Exercises to complete:
[1] Can you condense the paragraph beginning "The scattering is least" from the enlarger discussion into a short bulleted list that keeps its main facts?
[2] Could you reproduce everything from "Yes, the interior" down to "best of them." in the enlarger discussion, swapping "lamp enclosure" for "lamphouse"?

Document text:
══════════

The scattering is least where there is little silver deposit, and most where there is the most silver. The deflection of the light is small but becomes significant in the case of a projected image. In an enlarger, much of the scattered light is deflected sufficiently to miss the lens altogether; if this occurred uniformly in all negative areas, it would make little or no difference, but the amount of deflection actually depends upon the way in which an enlarger is built.
Yes, the interior of the lamp enclosure does have an impact on what light is emitted; darker colors and matte surfaces absorb more, and lighter colors reflect more.
The effect i`m trying to describe here should blur the grain structure, leading to more homogenous areas on the print.
Another thread that is making me happy. May I come down to your garage/shop with a box/bag of beverages and a folding chair? I will only laugh if you too are laughing. I promise I can mess up the strike of a retaining pin through a shaft like the best of them.
This is Also reminding me of my Elwood 8x10 enlarger journey. the studious will note that I have not yet posted pictures. There's a good reason for that.
My quick thought on the rear "X-braces" of the Beseler 45. One could duplicate those with turn buckles and possibly true up the frame in the process.

══════════

Data block:
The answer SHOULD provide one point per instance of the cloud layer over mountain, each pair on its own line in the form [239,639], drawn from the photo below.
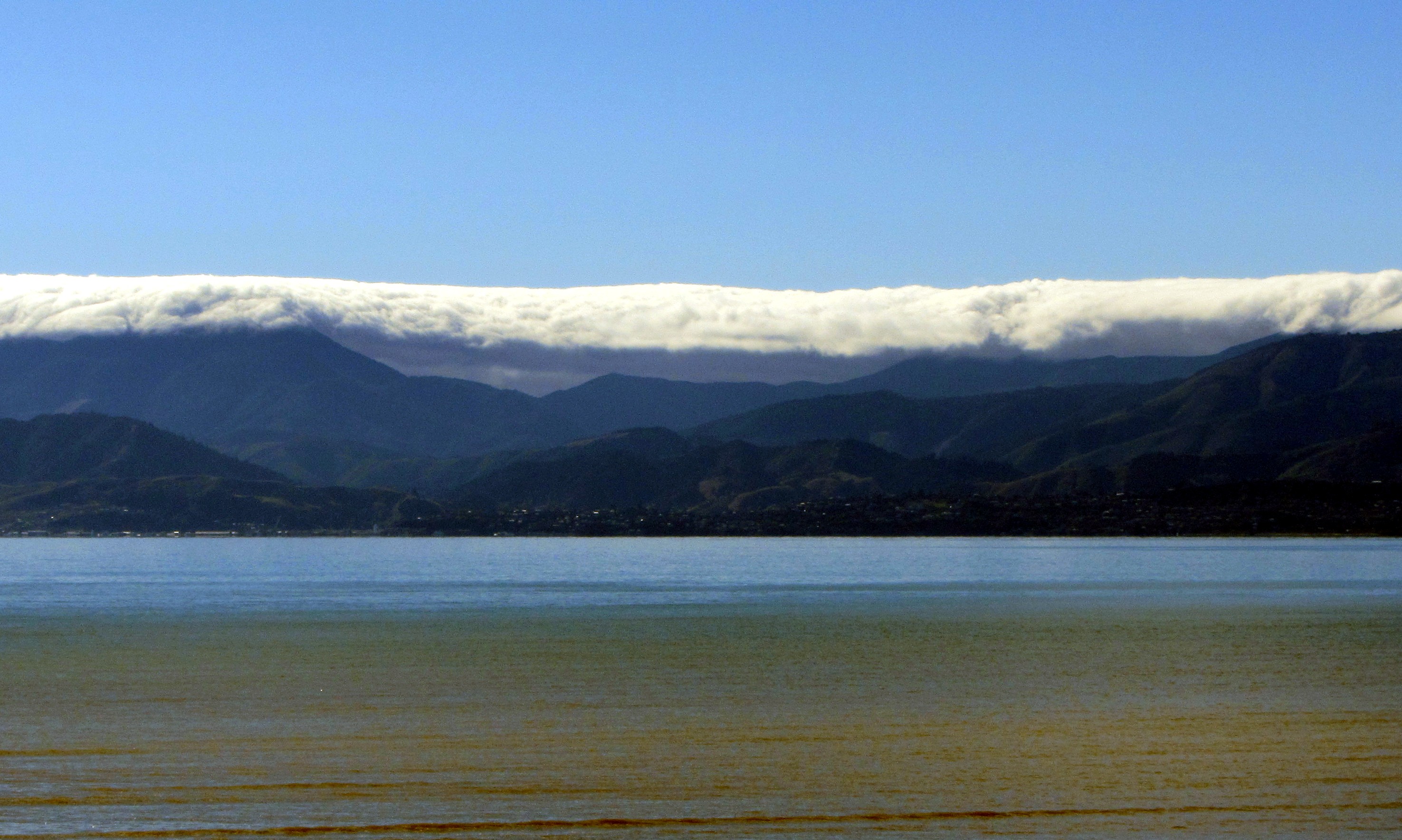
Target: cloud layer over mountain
[544,338]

══════════

Written answers:
[1]
- Scattering is lowest where the silver deposit is light and highest where it is heaviest.
- The deflection of the light is slight but becomes significant in a projected image.
- In an enlarger, much of the scattered light is deflected far enough to miss the lens completely.
- Uniform deflection across all negative areas would make little or no difference, but the actual amount depends on how the enlarger is built.

[2]
Yes, the interior of the lamphouse does have an impact on what light is emitted; darker colors and matte surfaces absorb more, and lighter colors reflect more.
The effect i`m trying to describe here should blur the grain structure, leading to more homogenous areas on the print.
Another thread that is making me happy. May I come down to your garage/shop with a box/bag of beverages and a folding chair? I will only laugh if you too are laughing. I promise I can mess up the strike of a retaining pin through a shaft like the best of them.